Start of Extracted entries

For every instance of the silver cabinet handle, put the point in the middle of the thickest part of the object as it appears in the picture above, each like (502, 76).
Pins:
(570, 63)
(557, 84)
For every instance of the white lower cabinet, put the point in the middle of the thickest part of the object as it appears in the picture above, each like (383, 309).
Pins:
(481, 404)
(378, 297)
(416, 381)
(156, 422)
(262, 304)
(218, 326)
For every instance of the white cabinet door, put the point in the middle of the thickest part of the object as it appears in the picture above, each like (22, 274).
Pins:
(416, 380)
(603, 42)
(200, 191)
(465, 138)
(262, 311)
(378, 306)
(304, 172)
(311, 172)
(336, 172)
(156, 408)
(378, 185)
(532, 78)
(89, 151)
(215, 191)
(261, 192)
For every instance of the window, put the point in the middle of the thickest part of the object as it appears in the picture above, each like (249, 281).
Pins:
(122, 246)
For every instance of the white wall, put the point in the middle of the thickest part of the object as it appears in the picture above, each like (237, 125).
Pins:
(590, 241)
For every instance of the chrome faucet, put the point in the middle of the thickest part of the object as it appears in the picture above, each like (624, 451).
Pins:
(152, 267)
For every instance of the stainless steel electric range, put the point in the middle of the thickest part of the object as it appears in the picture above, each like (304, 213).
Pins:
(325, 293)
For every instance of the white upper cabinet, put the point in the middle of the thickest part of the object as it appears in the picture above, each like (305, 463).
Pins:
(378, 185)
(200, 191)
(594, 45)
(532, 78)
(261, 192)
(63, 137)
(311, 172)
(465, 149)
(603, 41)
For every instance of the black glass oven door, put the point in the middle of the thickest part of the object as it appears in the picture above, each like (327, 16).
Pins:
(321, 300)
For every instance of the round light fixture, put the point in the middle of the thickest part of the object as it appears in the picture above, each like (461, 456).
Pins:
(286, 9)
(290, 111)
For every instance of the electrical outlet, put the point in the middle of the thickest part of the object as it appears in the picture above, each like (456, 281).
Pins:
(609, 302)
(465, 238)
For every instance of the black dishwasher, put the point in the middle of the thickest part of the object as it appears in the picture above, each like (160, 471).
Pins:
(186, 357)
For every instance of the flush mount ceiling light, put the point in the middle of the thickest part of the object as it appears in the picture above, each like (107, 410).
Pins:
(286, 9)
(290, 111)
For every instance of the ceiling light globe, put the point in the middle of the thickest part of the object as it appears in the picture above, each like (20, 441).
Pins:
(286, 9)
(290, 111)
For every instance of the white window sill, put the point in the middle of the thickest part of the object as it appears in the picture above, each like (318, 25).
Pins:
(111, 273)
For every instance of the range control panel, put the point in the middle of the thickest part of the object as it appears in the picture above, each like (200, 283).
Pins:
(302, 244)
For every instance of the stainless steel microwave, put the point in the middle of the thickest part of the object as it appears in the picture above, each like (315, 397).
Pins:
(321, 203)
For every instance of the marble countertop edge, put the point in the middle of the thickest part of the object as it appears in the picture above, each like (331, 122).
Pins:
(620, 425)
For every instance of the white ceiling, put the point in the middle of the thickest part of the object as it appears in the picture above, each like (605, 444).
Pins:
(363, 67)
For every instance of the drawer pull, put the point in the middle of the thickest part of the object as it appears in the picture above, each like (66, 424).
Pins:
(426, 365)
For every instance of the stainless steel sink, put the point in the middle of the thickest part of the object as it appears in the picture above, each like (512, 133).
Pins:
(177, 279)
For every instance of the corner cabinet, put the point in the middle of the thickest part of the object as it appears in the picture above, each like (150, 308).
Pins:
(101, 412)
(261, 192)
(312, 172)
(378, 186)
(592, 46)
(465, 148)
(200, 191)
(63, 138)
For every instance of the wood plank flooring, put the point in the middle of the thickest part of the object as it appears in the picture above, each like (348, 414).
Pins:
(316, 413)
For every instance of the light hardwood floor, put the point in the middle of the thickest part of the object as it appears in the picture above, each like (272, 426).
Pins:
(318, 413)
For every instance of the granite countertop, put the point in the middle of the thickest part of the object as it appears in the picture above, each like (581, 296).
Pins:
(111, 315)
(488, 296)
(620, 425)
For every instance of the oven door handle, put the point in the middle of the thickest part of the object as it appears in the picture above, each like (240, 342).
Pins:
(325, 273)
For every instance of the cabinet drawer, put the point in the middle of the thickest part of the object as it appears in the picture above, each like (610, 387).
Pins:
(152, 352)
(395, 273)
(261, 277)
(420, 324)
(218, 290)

End of Extracted entries

What you need to do -
Could you transcribe all of the entries exactly, leaving nothing out?

Answer to the exercise -
For every instance of the silver cabinet handle, put the point in the middle of the thickest part of the object as it appears in the picture above, each like (502, 76).
Pins:
(570, 63)
(557, 84)
For every instance of the white lower cabinet, put the point in the middle of the thickest part of the object as it appears in the picture above, each like (383, 309).
Pins:
(481, 404)
(378, 297)
(416, 381)
(156, 422)
(262, 304)
(218, 326)
For every instance of the white cabinet door, put the point in the middle of the thickest part of the object as it appears in the picture above, each like (22, 274).
Pins:
(416, 380)
(603, 42)
(200, 191)
(465, 138)
(262, 311)
(378, 306)
(304, 172)
(311, 172)
(336, 172)
(156, 408)
(378, 185)
(532, 78)
(89, 151)
(215, 191)
(261, 192)
For every instance of the window, put the point in the middle of the thickest part of the object as it appears in the picture above, each like (249, 281).
Pins:
(122, 246)
For every instance of the white wall, put the point in the middle of the thickest part of the object as it appears in the picture above, each like (237, 125).
Pins:
(590, 241)
For every instance of the chrome faucet, put the point in the middle of the thickest part of the object as it appears in the picture above, each like (624, 451).
Pins:
(152, 267)
For every instance of the stainless steel electric range, put the point in the middle of the thickest part of the object as it appears in the picture above, each like (304, 213).
Pins:
(325, 293)
For every instance of the white upper cabinet, put the point in the middle of the thickest part of the object as it appears in the picture above, each like (305, 463).
Pins:
(378, 185)
(200, 191)
(594, 45)
(532, 78)
(261, 192)
(63, 137)
(311, 172)
(465, 149)
(603, 41)
For every instance of the black glass oven door, put the point in the middle of the thickest part of the object as it appears in the picture above, each like (327, 16).
Pins:
(321, 300)
For every instance of the round light fixture, put the point in the middle of the thickest part of the object as it appears in the picture above, each like (461, 456).
Pins:
(286, 9)
(290, 111)
For every instance of the electrical outlet, put the point in the middle of the thickest part of the object as it appears in the picture above, each like (456, 281).
Pins:
(609, 302)
(465, 238)
For every instance of the black dishwasher, put the point in the middle of the thickest part of the object as it appears in the picture above, each like (160, 471).
Pins:
(186, 357)
For every instance of the flush mount ceiling light, put the point in the middle of the thickest part of the object as it appears in the picture above, each like (107, 410).
Pins:
(286, 9)
(290, 111)
For every instance of the ceiling light globe, put the point in the middle of the thickest part of the object as it appears in the picture above, each like (20, 441).
Pins:
(286, 9)
(290, 111)
For every instance of the white window sill, put the point in the middle of the thickest part of the object as it appears in the picture above, each like (318, 25).
Pins:
(111, 273)
For every instance of the range control panel, put the point in the middle of the thickest part of the object as it appears in the picture above, each like (200, 283).
Pins:
(302, 244)
For every instance of the stainless steel microwave, put the point in the middle of the thickest part of the object as it appears in the picture above, each like (315, 397).
Pins:
(321, 203)
For every instance of the marble countertop edge, put the point in the middle of the thickest part of the object as it appears in the picture above, each like (331, 122).
Pins:
(620, 425)
For every instance of the white ceiling, put the point in the middle of the thickest part of the object as it appears in the picture above, each like (605, 444).
Pins:
(363, 67)
For every instance of the drawer pull, put the point in the middle of the thickest part of the object as it appears in the picture above, each like (66, 424).
Pins:
(426, 365)
For every instance of the stainless steel sink, put the point in the middle of the thickest part of the object as it appears in the picture above, each like (512, 133).
Pins:
(177, 279)
For every instance of the corner cabinet, put the point in the middle of the thickest part of the object as it appears in the picture above, each like (150, 308).
Pins:
(101, 412)
(261, 192)
(312, 172)
(378, 186)
(592, 46)
(465, 148)
(200, 191)
(63, 138)
For every instance of the wood plank flooring, put the point in the middle of the thickest part of the object as it appears in the picture above, each like (348, 414).
Pins:
(316, 413)
For every instance of the light hardwood floor, put the point in the middle of the thickest part of the object as it appears in the picture above, each like (272, 426).
Pins:
(318, 413)
For every instance of the granite countertop, put the point in the middle of the thickest part of the object as it appears in the picture above, each like (581, 296).
Pins:
(111, 315)
(488, 296)
(620, 425)
For every instance of the oven door handle, put the point in the middle of the thickest part of the object as it appears in the picture above, each like (240, 342).
Pins:
(325, 273)
For every instance of the cabinet drawer, put the point in the middle of the thickest part of the object as it appears in the picture above, each like (610, 387).
Pins:
(152, 352)
(395, 273)
(261, 277)
(420, 324)
(218, 290)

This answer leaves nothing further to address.